Given exercise →
Reproduce every line of the items that follow as a numbered list, omitting all blank lines.

***

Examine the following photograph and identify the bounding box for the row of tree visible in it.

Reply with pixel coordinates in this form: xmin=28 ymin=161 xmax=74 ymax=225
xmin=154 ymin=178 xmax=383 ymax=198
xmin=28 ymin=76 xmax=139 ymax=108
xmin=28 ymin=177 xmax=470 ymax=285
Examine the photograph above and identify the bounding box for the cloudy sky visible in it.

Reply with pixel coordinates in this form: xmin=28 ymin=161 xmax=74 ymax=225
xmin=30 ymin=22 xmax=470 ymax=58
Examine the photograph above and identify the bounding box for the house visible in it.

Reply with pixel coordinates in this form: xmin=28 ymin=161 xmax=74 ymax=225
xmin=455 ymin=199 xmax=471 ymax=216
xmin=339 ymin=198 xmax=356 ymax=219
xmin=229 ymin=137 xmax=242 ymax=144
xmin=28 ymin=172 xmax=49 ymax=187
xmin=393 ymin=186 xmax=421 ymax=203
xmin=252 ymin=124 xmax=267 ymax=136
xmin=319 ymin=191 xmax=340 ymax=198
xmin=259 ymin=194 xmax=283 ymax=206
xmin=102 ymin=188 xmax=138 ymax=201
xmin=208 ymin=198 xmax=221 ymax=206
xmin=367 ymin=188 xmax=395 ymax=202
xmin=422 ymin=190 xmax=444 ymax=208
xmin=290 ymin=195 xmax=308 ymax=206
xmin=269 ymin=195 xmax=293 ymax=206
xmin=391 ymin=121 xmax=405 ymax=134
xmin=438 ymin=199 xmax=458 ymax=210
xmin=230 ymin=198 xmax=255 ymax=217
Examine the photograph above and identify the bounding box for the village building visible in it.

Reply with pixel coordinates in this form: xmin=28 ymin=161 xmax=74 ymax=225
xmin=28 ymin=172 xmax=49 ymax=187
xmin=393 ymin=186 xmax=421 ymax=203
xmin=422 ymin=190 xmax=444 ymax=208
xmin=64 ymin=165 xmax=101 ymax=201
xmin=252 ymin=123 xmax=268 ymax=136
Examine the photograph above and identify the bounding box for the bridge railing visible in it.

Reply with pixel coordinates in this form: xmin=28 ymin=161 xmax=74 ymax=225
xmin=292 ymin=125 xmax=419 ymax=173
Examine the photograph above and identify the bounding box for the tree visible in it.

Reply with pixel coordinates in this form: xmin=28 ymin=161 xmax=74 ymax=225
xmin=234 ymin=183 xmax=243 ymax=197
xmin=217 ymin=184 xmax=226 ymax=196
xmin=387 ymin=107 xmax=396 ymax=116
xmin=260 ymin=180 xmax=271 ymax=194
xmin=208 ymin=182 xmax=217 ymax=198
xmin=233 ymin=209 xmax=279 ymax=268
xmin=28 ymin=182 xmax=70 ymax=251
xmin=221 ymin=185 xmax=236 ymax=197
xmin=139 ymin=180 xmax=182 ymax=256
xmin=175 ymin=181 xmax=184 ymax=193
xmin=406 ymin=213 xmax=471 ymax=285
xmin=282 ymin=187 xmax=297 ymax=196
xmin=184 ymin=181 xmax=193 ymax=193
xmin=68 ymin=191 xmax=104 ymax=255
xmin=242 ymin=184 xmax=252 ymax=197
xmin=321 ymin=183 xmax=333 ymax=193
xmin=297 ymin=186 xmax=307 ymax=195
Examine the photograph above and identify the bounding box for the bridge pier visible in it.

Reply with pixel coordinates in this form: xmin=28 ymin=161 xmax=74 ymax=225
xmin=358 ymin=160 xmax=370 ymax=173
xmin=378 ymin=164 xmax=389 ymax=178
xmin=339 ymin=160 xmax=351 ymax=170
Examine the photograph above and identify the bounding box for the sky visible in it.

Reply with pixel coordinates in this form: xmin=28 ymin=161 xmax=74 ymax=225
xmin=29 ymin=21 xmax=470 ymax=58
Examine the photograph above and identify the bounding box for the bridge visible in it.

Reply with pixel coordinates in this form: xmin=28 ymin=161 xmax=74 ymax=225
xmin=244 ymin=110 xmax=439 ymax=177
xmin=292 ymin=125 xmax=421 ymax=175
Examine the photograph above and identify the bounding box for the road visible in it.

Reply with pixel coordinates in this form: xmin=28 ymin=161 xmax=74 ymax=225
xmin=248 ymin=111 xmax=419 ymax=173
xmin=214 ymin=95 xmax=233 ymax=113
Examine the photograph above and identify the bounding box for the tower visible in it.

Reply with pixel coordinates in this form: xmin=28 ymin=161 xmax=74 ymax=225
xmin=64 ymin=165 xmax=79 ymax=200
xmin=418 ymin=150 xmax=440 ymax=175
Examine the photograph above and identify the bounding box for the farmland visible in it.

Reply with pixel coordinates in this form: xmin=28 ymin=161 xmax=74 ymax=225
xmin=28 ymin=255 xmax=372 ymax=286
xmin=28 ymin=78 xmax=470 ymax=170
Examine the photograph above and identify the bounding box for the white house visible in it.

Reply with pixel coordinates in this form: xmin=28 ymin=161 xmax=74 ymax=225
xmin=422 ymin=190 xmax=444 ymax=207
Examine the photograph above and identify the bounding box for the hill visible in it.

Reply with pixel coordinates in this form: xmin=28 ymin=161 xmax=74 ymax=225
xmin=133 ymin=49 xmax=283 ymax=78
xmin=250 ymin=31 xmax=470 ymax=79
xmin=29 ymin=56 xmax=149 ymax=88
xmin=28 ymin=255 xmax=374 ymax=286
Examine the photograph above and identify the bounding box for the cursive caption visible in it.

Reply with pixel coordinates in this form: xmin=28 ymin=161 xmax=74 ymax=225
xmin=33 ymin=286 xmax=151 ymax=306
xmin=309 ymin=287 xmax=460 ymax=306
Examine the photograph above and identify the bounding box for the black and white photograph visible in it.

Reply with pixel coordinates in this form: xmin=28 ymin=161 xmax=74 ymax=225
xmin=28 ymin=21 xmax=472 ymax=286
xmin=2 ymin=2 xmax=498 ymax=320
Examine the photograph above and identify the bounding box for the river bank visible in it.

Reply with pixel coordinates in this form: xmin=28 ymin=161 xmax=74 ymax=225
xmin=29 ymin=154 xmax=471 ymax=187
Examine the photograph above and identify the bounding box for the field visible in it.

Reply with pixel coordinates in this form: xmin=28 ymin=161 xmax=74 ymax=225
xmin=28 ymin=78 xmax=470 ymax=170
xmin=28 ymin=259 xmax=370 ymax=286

***

Output below →
1. Examine the following photograph and identify the bounding box for the row of tree visible in it.
2. Reply with pixel coordinates in this form: xmin=28 ymin=161 xmax=74 ymax=225
3. xmin=154 ymin=178 xmax=383 ymax=198
4. xmin=28 ymin=76 xmax=139 ymax=108
5. xmin=28 ymin=177 xmax=470 ymax=285
6. Examine the photograph above and identify the bounding box for the cloudy sky visible in it.
7. Reply with pixel coordinates in this form: xmin=28 ymin=161 xmax=74 ymax=225
8. xmin=30 ymin=22 xmax=470 ymax=58
9. Examine the photograph above and identify the bounding box for the house visible in it.
10. Reply with pixel coordinates in this form: xmin=28 ymin=161 xmax=74 ymax=225
11. xmin=455 ymin=199 xmax=471 ymax=216
12. xmin=339 ymin=198 xmax=356 ymax=219
13. xmin=229 ymin=137 xmax=242 ymax=144
14. xmin=28 ymin=172 xmax=49 ymax=187
15. xmin=393 ymin=186 xmax=421 ymax=203
16. xmin=252 ymin=124 xmax=267 ymax=136
17. xmin=319 ymin=191 xmax=340 ymax=198
18. xmin=259 ymin=194 xmax=283 ymax=206
19. xmin=102 ymin=188 xmax=138 ymax=201
20. xmin=208 ymin=198 xmax=221 ymax=206
21. xmin=367 ymin=188 xmax=395 ymax=202
22. xmin=422 ymin=190 xmax=444 ymax=208
23. xmin=290 ymin=195 xmax=308 ymax=206
24. xmin=269 ymin=195 xmax=293 ymax=206
25. xmin=391 ymin=121 xmax=405 ymax=134
26. xmin=438 ymin=199 xmax=458 ymax=210
27. xmin=230 ymin=198 xmax=255 ymax=217
28. Examine the photograph above and identify the bounding box for the village building visible in it.
29. Reply with pixel coordinates in this form: xmin=28 ymin=161 xmax=74 ymax=225
30. xmin=28 ymin=172 xmax=49 ymax=187
31. xmin=393 ymin=186 xmax=421 ymax=203
32. xmin=422 ymin=190 xmax=444 ymax=208
33. xmin=64 ymin=165 xmax=101 ymax=201
34. xmin=252 ymin=123 xmax=268 ymax=136
35. Examine the photograph above and identify the bounding box for the bridge railing visible in it.
36. Reply with pixel coordinates in this form: xmin=28 ymin=161 xmax=74 ymax=225
37. xmin=292 ymin=125 xmax=419 ymax=173
38. Examine the photograph above and identify the bounding box for the tree visible in it.
39. Reply with pixel coordinates in this form: xmin=28 ymin=161 xmax=74 ymax=225
40. xmin=234 ymin=183 xmax=243 ymax=197
41. xmin=217 ymin=184 xmax=226 ymax=196
42. xmin=387 ymin=107 xmax=396 ymax=116
43. xmin=260 ymin=180 xmax=271 ymax=194
44. xmin=208 ymin=182 xmax=217 ymax=198
45. xmin=233 ymin=209 xmax=279 ymax=268
46. xmin=28 ymin=182 xmax=70 ymax=251
47. xmin=221 ymin=185 xmax=236 ymax=197
48. xmin=139 ymin=180 xmax=182 ymax=256
49. xmin=175 ymin=181 xmax=184 ymax=193
50. xmin=406 ymin=213 xmax=471 ymax=285
51. xmin=282 ymin=187 xmax=297 ymax=196
52. xmin=184 ymin=181 xmax=193 ymax=193
53. xmin=68 ymin=191 xmax=104 ymax=255
54. xmin=242 ymin=184 xmax=252 ymax=197
55. xmin=321 ymin=183 xmax=333 ymax=193
56. xmin=297 ymin=186 xmax=307 ymax=195
57. Examine the photograph above and identify the bounding box for the bridge pier visible in it.
58. Reply with pixel coordinates in this form: xmin=28 ymin=161 xmax=74 ymax=225
59. xmin=358 ymin=160 xmax=370 ymax=173
60. xmin=378 ymin=164 xmax=389 ymax=178
61. xmin=339 ymin=160 xmax=351 ymax=170
62. Examine the photograph above and identify the bounding box for the sky visible in it.
63. Reply with pixel coordinates in this form: xmin=28 ymin=161 xmax=74 ymax=225
64. xmin=29 ymin=21 xmax=470 ymax=58
65. Examine the photograph above and identify the bounding box for the bridge visible in it.
66. Reply with pixel coordinates in this form: xmin=28 ymin=161 xmax=74 ymax=225
67. xmin=244 ymin=110 xmax=439 ymax=177
68. xmin=292 ymin=125 xmax=421 ymax=175
69. Examine the photograph above and identify the bounding box for the road visible in it.
70. Reply with pixel coordinates in this form: xmin=28 ymin=161 xmax=74 ymax=225
71. xmin=248 ymin=111 xmax=419 ymax=173
72. xmin=214 ymin=95 xmax=233 ymax=113
73. Examine the photograph above and identify the bounding box for the tower visible in it.
74. Reply with pixel coordinates in this form: xmin=28 ymin=161 xmax=74 ymax=225
75. xmin=64 ymin=165 xmax=79 ymax=200
76. xmin=418 ymin=150 xmax=440 ymax=175
77. Examine the photograph above and identify the bounding box for the farmland visible in it.
78. Reply with pixel coordinates in this form: xmin=28 ymin=161 xmax=74 ymax=225
79. xmin=28 ymin=255 xmax=372 ymax=286
80. xmin=28 ymin=78 xmax=470 ymax=170
81. Examine the photograph above and identify the bounding box for the white house visible in it.
82. Reply with pixel coordinates in this form: xmin=28 ymin=161 xmax=74 ymax=225
83. xmin=422 ymin=190 xmax=444 ymax=207
84. Examine the photograph above and identify the bounding box for the hill visible in it.
85. Reply with pixel coordinates in this form: xmin=28 ymin=161 xmax=74 ymax=225
86. xmin=133 ymin=49 xmax=283 ymax=78
87. xmin=250 ymin=31 xmax=470 ymax=79
88. xmin=29 ymin=56 xmax=149 ymax=88
89. xmin=28 ymin=255 xmax=374 ymax=286
90. Examine the photograph above and identify the bounding box for the cursive caption visible in it.
91. Reply with pixel coordinates in this form: xmin=28 ymin=161 xmax=74 ymax=225
92. xmin=33 ymin=286 xmax=151 ymax=306
93. xmin=309 ymin=287 xmax=460 ymax=306
94. Examine the photograph above and identify the bounding box for the black and white photograph visible in it.
95. Reply with pixel coordinates in this form: xmin=28 ymin=161 xmax=74 ymax=225
96. xmin=28 ymin=21 xmax=472 ymax=286
97. xmin=2 ymin=2 xmax=498 ymax=320
98. Examine the photograph above and identify the bounding box for the river bank visible in it.
99. Reply with pixel coordinates in this form: xmin=28 ymin=161 xmax=74 ymax=225
100. xmin=29 ymin=154 xmax=471 ymax=187
101. Examine the photograph above and identify the bounding box for the field visible in it.
102. Reply with pixel coordinates in this form: xmin=28 ymin=161 xmax=74 ymax=225
103. xmin=28 ymin=78 xmax=470 ymax=170
104. xmin=28 ymin=259 xmax=370 ymax=286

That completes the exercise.